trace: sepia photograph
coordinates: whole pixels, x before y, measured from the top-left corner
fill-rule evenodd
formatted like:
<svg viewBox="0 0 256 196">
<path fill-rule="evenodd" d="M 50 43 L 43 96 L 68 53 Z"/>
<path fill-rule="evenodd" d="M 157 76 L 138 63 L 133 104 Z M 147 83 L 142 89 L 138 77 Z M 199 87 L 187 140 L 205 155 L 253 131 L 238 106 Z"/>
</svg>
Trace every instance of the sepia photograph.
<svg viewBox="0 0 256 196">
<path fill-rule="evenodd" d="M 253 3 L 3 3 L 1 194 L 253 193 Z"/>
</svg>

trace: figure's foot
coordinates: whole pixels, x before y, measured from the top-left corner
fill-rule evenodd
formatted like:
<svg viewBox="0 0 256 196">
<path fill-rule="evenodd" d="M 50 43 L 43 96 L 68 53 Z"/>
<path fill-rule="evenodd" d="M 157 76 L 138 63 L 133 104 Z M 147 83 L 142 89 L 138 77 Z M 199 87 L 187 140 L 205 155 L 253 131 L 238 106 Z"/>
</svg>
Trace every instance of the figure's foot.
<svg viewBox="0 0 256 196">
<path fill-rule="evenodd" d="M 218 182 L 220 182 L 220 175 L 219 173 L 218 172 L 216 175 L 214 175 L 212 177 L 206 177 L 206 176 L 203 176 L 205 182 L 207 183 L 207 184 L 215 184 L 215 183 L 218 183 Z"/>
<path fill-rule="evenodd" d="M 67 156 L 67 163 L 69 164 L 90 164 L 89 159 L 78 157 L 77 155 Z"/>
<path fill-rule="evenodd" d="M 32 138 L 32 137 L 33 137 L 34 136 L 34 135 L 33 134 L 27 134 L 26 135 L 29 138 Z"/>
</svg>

§ **Requirements**: Can you write out both entries above word for word, keeping every line and character unchanged?

§ **Reply**:
trace: sepia photograph
coordinates: whole pixels, x before y, measured from the top-left corner
fill-rule evenodd
formatted like:
<svg viewBox="0 0 256 196">
<path fill-rule="evenodd" d="M 50 43 L 43 96 L 68 53 Z"/>
<path fill-rule="evenodd" d="M 157 76 L 138 63 L 133 104 Z M 147 83 L 142 89 L 138 77 Z M 199 87 L 187 140 L 205 155 L 253 131 L 238 106 Z"/>
</svg>
Trace every instance of the sepia photograph.
<svg viewBox="0 0 256 196">
<path fill-rule="evenodd" d="M 253 3 L 3 3 L 1 194 L 253 193 Z"/>
</svg>

trace: figure's foot
coordinates: whole pixels, x before y, measured from the top-left corner
fill-rule evenodd
formatted like:
<svg viewBox="0 0 256 196">
<path fill-rule="evenodd" d="M 50 43 L 43 96 L 68 53 Z"/>
<path fill-rule="evenodd" d="M 157 76 L 138 63 L 133 104 Z M 147 83 L 142 89 L 138 77 Z M 199 87 L 187 140 L 205 155 L 253 131 L 238 106 Z"/>
</svg>
Trace every instance of the figure's foot.
<svg viewBox="0 0 256 196">
<path fill-rule="evenodd" d="M 218 182 L 220 182 L 220 175 L 219 173 L 218 172 L 216 175 L 214 175 L 212 177 L 206 177 L 206 176 L 203 176 L 205 182 L 207 183 L 207 184 L 215 184 L 215 183 L 218 183 Z"/>
<path fill-rule="evenodd" d="M 67 156 L 67 163 L 69 164 L 90 164 L 89 159 L 78 157 L 77 155 Z"/>
<path fill-rule="evenodd" d="M 32 138 L 32 137 L 33 137 L 34 136 L 34 135 L 33 134 L 27 134 L 26 135 L 29 138 Z"/>
</svg>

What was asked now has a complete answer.